> Exercise task A: Return every line of the records that contains the word "photo". Case counts.

> Document extract:
Let’s learn a bit about how Python keeps track of names
Namespaces are the way that Python organizes variable names
For example, suppose I write a script math2.py like this:
# Filename: math2.py
pi = 'foobar'
Now I start the Python interpreter and import it
>>> import math2
Next I import the math module from the standard library
>>> import math
Both of these modules have an attribute pi:
>>> math.pi
3.1415926535897931
>>> math2.pi
'foobar'
How is it that Python does not get confused with these two pi?
Whenever Python executes a module, it creates a namespace for that module
In Python, namespaces are implemented as dictionaries
We can look at the dictionary directly, using moduleName.__dict__:
>>> import math
>>> math.__dict__
{'pow': <built-in function pow>, ..., 'pi': 3.1415926535897931,...}
This namespace is created when we execute import math
When we access elements of the namespace using the dotted attribute notation
>>> math.pi
3.1415926535897931
this is in fact equivalent to math.__dict__['pi']
>>> math.__dict__['pi'] == math.pi
True
As we saw above, the math namespace can be printed by typing math.__dict__
Another way to see its contents is to type vars(math)

> Given records:
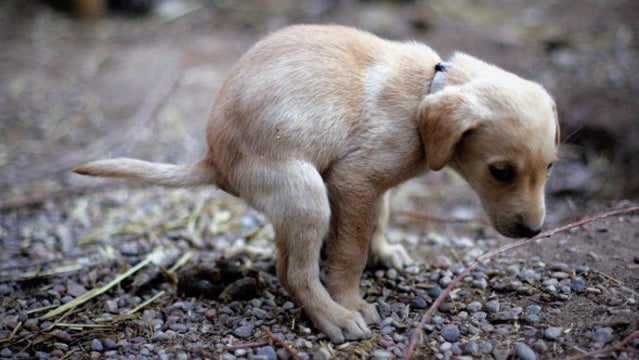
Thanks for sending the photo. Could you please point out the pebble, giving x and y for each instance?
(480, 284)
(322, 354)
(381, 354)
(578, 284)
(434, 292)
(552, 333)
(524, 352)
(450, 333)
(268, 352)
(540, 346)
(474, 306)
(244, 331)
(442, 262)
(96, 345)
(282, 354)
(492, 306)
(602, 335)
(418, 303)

> Exercise task B: Extend the Python namespaces tutorial from the point where it stops.

> Written reply A:
Thanks for sending the photo. Could you please point out the pebble, giving x and y for each instance?

> Written reply B:
>>> vars(math)
{'pow': <built-in function pow>,...
Finally, if you just want to see the names, you can type
>>> dir(math)
['__doc__', '__file__', '__name__', 'acos', 'asin', 'atan',...
Notice the special names __doc__, __file__ and __name__
These are initialized in the namespace when any module is imported
>>> print math.__doc__
This module is always available. It provides access to the
mathematical functions defined by the C standard.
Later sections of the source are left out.